- Data for processing -
_ _ _ _ _

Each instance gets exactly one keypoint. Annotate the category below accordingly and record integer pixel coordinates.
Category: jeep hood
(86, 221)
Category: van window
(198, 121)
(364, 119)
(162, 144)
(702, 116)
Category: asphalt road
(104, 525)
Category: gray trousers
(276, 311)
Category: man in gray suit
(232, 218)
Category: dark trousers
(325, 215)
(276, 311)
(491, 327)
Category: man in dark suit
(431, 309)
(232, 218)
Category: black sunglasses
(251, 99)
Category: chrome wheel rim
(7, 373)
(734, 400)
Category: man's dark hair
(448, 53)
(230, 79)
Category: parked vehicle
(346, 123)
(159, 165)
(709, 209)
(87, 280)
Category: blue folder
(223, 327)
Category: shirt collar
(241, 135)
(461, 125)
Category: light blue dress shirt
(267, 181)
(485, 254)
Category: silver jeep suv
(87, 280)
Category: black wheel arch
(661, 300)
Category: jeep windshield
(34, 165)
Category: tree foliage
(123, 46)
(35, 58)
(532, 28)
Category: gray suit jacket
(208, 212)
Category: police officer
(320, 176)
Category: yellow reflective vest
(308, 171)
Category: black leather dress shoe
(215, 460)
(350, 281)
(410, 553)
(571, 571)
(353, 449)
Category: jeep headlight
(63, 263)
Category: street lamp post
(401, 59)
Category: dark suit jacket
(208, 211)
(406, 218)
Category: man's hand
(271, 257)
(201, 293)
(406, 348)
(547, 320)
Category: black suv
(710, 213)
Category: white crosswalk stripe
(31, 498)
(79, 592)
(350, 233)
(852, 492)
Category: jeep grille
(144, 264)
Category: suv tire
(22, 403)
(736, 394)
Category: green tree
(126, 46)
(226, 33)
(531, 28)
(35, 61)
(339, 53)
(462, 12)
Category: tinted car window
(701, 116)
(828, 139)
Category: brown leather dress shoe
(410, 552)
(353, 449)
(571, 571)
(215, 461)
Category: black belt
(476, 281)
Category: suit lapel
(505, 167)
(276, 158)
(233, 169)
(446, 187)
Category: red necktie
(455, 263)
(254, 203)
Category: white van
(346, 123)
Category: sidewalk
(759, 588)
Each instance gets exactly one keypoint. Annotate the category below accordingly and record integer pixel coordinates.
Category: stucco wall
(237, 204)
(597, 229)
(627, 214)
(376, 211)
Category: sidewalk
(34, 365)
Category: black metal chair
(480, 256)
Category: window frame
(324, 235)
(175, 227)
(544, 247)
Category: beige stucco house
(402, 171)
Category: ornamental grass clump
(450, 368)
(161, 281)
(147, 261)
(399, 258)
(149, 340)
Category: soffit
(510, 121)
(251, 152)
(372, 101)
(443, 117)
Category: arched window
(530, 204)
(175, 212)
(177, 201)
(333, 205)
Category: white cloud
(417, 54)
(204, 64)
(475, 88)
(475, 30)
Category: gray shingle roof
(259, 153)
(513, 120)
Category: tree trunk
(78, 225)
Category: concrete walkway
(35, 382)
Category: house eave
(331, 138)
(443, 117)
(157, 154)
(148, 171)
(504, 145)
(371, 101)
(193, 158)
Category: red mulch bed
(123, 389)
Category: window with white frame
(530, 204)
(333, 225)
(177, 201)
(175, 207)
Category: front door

_ _ _ _ _

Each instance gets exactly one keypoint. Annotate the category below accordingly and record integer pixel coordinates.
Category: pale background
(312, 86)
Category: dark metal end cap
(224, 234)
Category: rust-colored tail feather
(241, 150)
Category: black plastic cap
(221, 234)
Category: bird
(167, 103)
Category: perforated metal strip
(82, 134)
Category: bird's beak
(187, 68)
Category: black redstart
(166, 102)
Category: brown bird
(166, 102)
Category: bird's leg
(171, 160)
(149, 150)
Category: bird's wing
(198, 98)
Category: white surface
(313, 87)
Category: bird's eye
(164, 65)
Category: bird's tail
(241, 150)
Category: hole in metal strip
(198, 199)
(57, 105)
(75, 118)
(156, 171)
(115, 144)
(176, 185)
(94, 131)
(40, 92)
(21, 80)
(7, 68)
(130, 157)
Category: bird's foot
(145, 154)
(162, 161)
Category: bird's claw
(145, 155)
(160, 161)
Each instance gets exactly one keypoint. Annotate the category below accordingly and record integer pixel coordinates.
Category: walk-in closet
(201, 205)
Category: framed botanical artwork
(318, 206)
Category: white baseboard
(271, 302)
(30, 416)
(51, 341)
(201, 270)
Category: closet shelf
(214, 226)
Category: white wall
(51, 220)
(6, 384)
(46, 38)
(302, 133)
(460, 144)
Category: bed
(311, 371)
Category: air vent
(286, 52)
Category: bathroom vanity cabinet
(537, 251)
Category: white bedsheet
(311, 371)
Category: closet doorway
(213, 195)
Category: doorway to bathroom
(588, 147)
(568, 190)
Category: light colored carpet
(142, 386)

_ _ _ _ _

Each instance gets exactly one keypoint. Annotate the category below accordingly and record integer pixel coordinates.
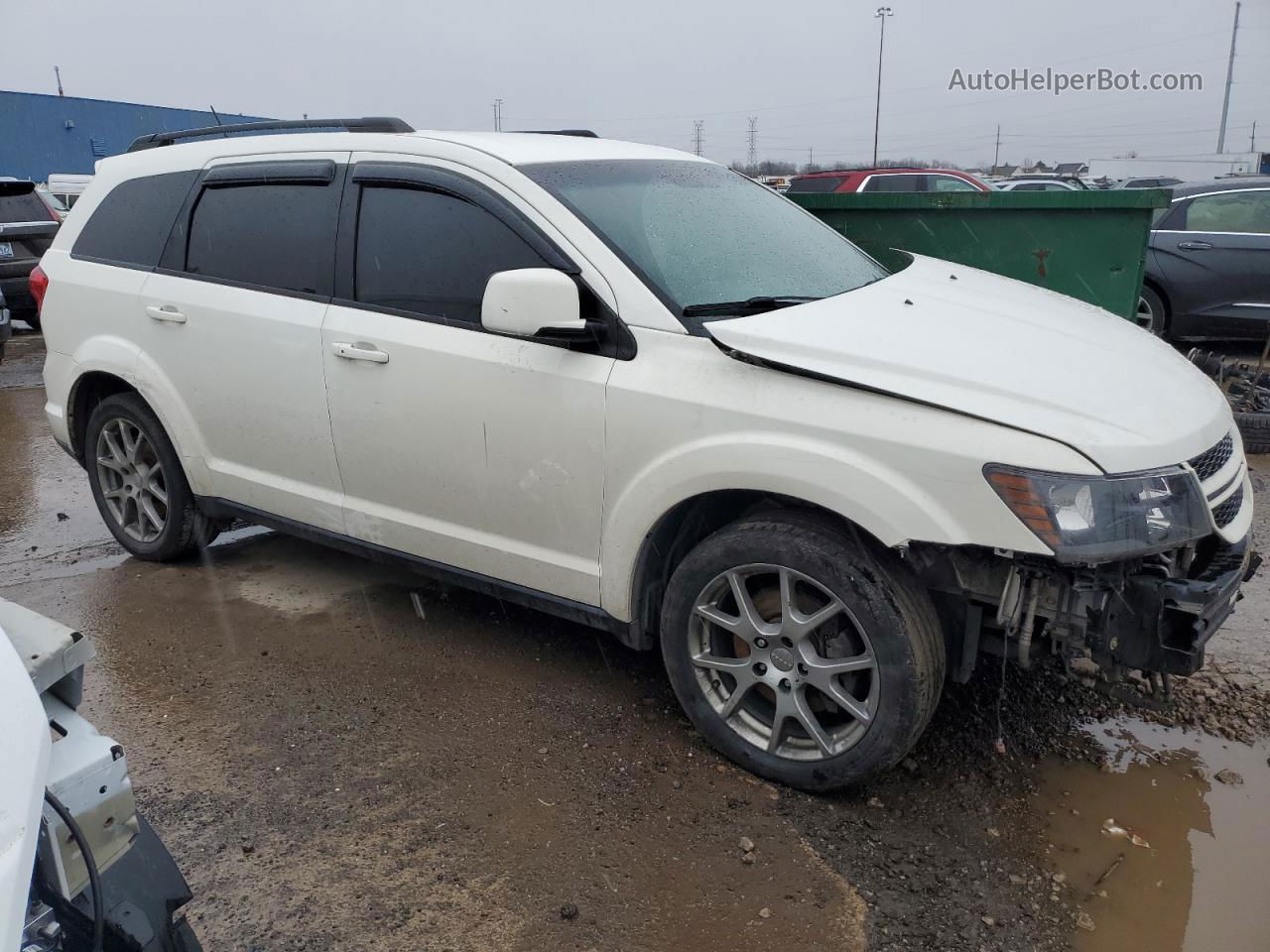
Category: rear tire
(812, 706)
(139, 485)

_ _ _ _ _

Set down exactly the lines of the data above, beginning with the line that has "Category: gray shingle roof" and ending with the line that has "Category: front door", and no others.

Category: gray shingle roof
(259, 153)
(513, 120)
Category: tree trunk
(78, 225)
Category: concrete walkway
(35, 382)
Category: house eave
(331, 138)
(443, 117)
(157, 154)
(148, 171)
(504, 145)
(371, 101)
(193, 158)
Category: red mulch bed
(123, 389)
Category: window with white frame
(530, 204)
(333, 225)
(177, 201)
(175, 207)
Category: front door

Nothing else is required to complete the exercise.